Set of tasks:
• 1. Count the lines of the records below that contain the string "tire", treating uppercase and lowercase as different. Give only the number.
• 2. Continue the mailing-list reply on texture memory management below, starting right after its final sentence.

Page:
RE: [Dri-devel] The next round of texture memory management...

Jeff Hartmann Sun, 19 Jan 2003 22:10:23 -0800

>
> The potential problem is there are somethings that can't be tracked by a
> simple "age."  The one thing I can think of is back-buffers.  An
> application might have several buffer-swap operations that are blocked
> waiting for a certain vertical blank number.  There could be other
> rendering operations that are sent after the buffer-swap that will
> complete BEFORE the blit for the buffer-swap is queued.  I can't see a
> reasonable way to assign an age to those back-buffers.
>
> Since this is the only case I can think of, there may be a different way
> to handle it.


        Well then it looks like storing the type of memory is important and
something we need to look at I guess.

>
> > 2. We consider the block or group of blocks as an entire
> "unit", everything
> > is done on units, not individual pieces of the blocks.  That
> prevents people
> > swapping out the first page of a group of textures and someone having to
> > wait for just that block to come back.
>
> I believe that the block should be unit used.  If each block has a group
> ID (the IDs that you talk about below) and a sequence number, we can do
> some very nice optimizations.  Imagine a case where we have two textures
> that use 51% of the available texture space.  Performance would DIE if
> we had to bring in the entire texture every single time.  We can do a
> little optimization and only bring in 2% of texture memory each time
> instead of 102%.

        Just a slight comment here, if the memory has actually made it out of the
agp aperture no matter how big the page is the cost of getting it back is
the same.  Course I really like the idea of storing sequence numbers though,
gives room for lots of flexibility.  And for situations where we haven't
fully made it out of the agp aperture, the cost of the blit is much smaller.

> As we get a bit father along we'll need to decide exactly what
> information we want to store with each block to help make swap-out
> decisions.
>
> We could let each process make that descision.  With each block it
> stores three values.  The first value is the cost of restoring a block.
>   The second is the normalized probability that the block will be needed
> during the current frame, and the third is the probability that will be
> needed in the next frame.  Values of zero for the probability mean "I
> don't know."  The cost value could probably be inferred from the status
> bits and the fullness value.
>
> With these values it becomes pretty simple for the kernel to select
> candidate blocks to reclaim.

        Just a small clarification here, the decision should be done in user space,
you tell the kernel to swap such and such block out.  The kernel has no
brains when it comes to memory managing decisions.  The reasons for this are
two fold, kernel code tends to not change as easily as user space code, and
the whole initial reason of not wanting to do too much complex stuff in the
kernel.

[Location labeling records]

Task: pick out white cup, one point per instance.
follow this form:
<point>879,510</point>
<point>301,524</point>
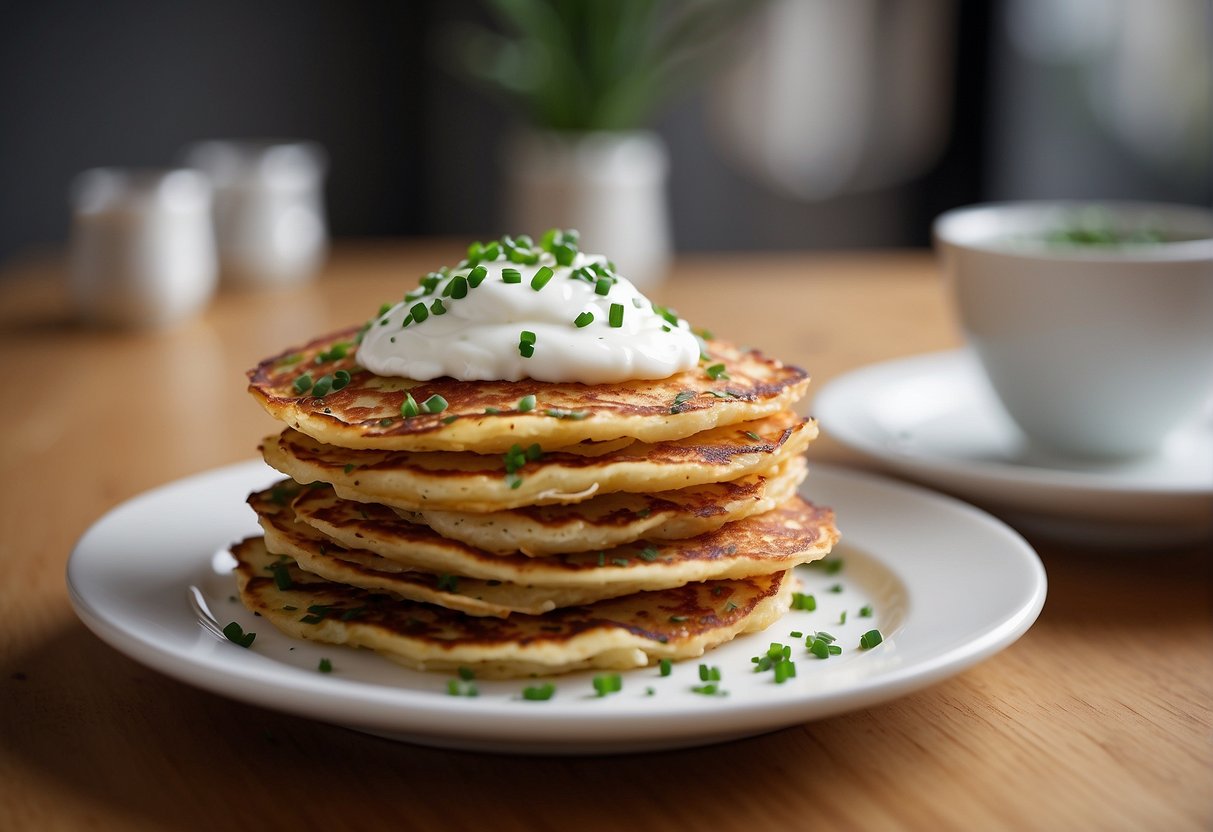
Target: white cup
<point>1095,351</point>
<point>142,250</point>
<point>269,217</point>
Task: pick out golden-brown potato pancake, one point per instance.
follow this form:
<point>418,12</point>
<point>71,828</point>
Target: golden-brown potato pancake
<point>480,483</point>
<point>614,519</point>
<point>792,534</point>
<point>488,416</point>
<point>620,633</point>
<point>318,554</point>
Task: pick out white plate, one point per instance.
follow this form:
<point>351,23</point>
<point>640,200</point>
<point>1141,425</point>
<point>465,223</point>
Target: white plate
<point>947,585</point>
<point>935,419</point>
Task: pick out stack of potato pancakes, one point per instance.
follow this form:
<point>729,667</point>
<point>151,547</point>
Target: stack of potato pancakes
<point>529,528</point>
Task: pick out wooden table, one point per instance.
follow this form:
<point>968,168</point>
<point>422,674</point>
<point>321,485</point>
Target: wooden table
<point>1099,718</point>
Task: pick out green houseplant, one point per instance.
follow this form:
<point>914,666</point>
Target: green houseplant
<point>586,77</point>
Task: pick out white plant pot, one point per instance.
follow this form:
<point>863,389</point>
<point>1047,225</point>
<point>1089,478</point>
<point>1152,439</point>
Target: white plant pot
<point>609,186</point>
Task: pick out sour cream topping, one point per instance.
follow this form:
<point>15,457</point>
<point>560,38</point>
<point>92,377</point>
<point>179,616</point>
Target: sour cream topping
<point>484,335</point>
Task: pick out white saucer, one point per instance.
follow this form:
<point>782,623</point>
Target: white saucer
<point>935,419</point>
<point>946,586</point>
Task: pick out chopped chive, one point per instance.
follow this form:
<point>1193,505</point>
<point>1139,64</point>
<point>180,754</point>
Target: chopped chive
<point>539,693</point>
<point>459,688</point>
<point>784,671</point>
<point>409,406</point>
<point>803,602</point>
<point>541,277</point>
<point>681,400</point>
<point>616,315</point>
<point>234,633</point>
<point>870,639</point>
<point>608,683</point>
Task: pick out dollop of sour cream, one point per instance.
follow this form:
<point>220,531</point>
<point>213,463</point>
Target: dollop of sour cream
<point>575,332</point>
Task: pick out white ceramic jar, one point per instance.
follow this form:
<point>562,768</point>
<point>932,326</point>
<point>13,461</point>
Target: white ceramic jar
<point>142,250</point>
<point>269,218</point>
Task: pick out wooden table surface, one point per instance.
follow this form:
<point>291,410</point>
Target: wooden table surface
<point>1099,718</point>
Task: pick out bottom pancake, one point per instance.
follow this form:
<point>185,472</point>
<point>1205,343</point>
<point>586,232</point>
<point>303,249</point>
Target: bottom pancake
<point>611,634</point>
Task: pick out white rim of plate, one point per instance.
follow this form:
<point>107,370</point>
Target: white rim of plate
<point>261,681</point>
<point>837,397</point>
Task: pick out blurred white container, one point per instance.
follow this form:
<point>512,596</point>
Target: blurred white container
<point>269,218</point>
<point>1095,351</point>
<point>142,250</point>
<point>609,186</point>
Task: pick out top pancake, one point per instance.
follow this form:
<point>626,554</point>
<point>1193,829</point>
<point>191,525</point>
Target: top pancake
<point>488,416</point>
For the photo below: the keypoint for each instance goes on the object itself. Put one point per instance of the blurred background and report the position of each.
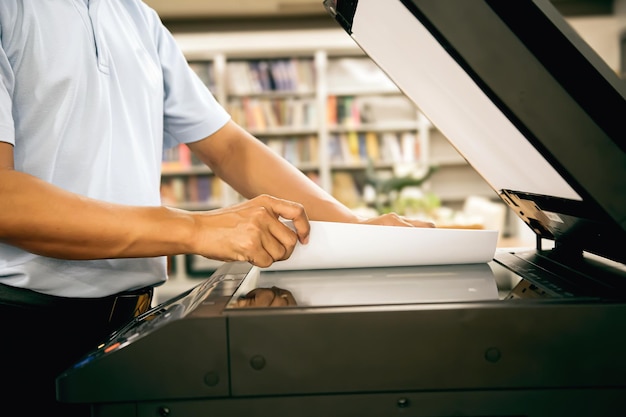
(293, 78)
==
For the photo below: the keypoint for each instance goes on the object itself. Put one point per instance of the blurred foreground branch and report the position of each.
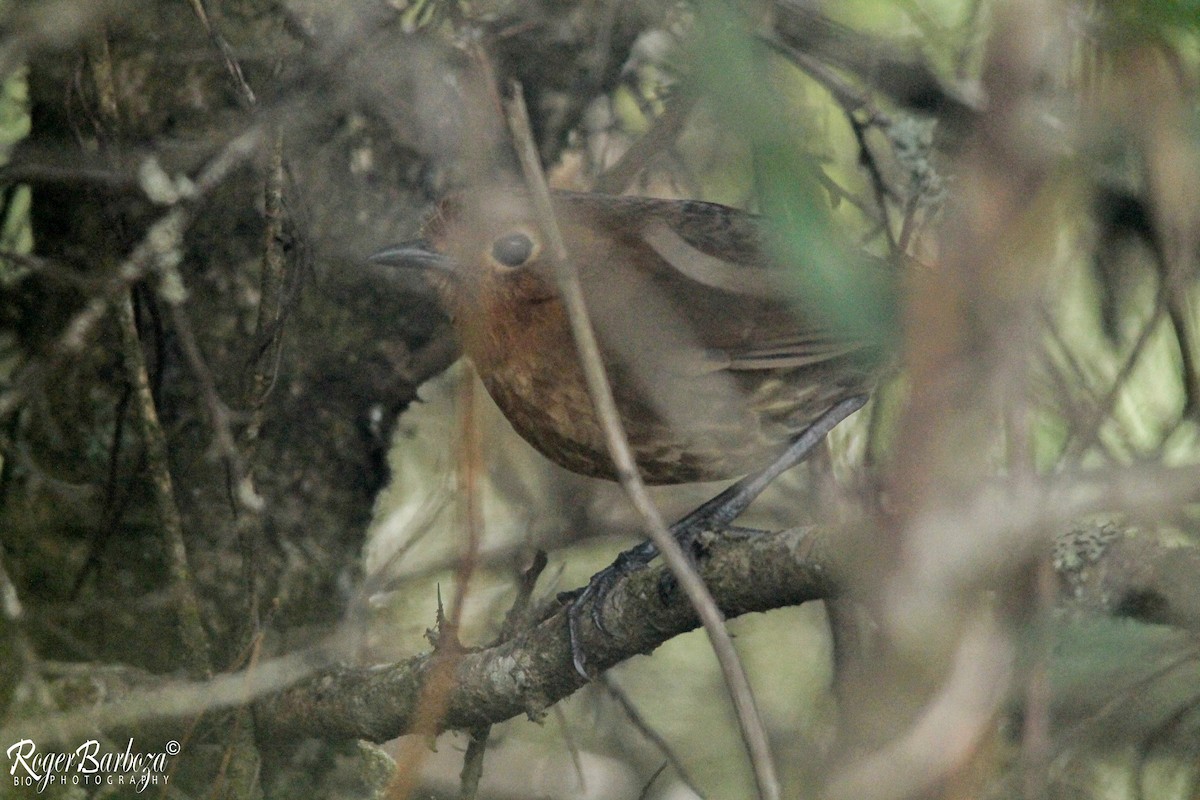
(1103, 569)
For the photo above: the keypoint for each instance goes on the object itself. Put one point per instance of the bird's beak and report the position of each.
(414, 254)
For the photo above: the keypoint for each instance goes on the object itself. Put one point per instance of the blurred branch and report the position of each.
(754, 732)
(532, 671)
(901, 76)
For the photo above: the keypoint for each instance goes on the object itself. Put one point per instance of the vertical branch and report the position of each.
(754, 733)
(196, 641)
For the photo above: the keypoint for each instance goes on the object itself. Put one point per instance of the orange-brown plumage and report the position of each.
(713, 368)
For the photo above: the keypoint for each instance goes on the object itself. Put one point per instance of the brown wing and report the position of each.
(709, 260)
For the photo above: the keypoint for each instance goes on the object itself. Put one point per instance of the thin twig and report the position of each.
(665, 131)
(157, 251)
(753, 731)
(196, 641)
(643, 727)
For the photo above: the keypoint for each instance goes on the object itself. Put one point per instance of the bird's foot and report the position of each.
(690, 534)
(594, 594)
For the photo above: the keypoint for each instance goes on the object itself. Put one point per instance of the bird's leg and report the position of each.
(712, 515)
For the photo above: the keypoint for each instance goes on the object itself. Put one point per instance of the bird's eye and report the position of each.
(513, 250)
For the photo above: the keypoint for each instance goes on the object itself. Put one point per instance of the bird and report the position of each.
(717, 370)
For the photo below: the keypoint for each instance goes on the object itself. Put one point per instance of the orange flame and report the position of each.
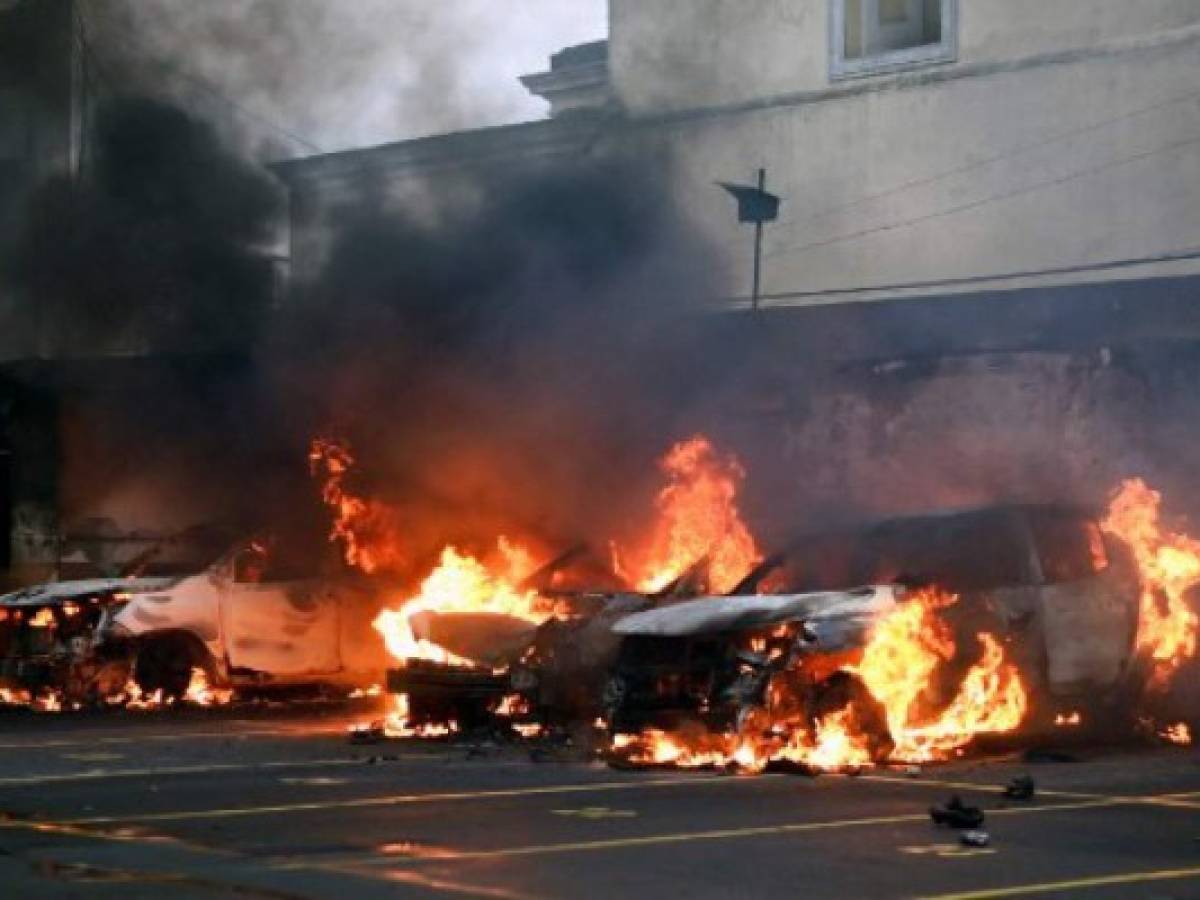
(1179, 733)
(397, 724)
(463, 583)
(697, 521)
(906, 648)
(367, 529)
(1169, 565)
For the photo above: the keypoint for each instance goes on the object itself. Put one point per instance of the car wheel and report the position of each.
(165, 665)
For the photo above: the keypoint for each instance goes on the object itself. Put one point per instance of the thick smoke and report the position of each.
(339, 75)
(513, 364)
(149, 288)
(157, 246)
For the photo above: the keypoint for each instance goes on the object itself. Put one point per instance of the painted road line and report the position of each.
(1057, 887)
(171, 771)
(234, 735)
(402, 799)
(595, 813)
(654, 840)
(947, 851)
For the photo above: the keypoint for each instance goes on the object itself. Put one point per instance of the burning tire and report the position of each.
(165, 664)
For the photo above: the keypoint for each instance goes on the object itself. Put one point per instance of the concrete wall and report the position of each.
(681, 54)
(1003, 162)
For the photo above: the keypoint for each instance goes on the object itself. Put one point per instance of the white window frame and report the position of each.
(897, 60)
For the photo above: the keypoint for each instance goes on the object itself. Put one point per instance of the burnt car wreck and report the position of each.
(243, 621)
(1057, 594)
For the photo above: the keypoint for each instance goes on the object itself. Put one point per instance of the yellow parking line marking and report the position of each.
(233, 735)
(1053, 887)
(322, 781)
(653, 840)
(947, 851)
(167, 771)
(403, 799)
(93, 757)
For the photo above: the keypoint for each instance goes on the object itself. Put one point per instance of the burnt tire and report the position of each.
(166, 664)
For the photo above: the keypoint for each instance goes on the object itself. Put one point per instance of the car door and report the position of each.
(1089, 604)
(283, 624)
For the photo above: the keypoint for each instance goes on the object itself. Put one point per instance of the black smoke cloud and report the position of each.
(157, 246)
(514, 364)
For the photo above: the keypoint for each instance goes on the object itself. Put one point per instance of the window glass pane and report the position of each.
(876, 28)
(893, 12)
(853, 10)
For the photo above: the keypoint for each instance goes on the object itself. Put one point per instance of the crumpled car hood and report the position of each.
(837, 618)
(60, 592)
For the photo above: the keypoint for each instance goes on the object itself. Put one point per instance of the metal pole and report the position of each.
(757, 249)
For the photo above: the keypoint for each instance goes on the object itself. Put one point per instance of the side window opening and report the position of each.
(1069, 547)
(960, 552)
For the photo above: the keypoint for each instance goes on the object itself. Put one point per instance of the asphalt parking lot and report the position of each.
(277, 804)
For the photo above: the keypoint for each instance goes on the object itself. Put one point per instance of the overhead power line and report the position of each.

Answers below:
• 1. 2

• 2.
> I don't think having a clean-up thread will be very helpful.  When there
> is activity happening, it will likely be happening at a very high rate.
>   I think that the thread would either sleep all the time (with nothing
> to do) or be continuously woken up on-demand.

        After thinking about this a little more I think your right, that was a
bogus idea.

> One their own (a) and (b) are too simple.  That won't give us enough
> functionality to do all the things we want.  The memory bit-map has the
> advantage that we can pick the largest free block and try to reclaim
> memory around that free block until it is large enough to satisfy the
> request.  After having tried to do that with the existing linked list
> approach, I can honestly say that a linked list is a very poor
> datastructure for that purpose.
>
> On the flip side, the bit-map doesn't store much useful information
> about the allocated blocks.  That makes it difficult to select which
> memory to reclaim when memory is very full.
>
> The problem is that BOTH of these situations are important performance
> cases!

        Okay I have done some thinking, and I think I have a pretty good solution.
Under normal cases we try and get a completely unused portion of memory by
using the bit vector freelist.  If one is unavailable and we can't grow agp
memory for some reason we fall back onto another data structure, which is a
priority heap (priority queue or binary heap depending on the data
structures book you look at.)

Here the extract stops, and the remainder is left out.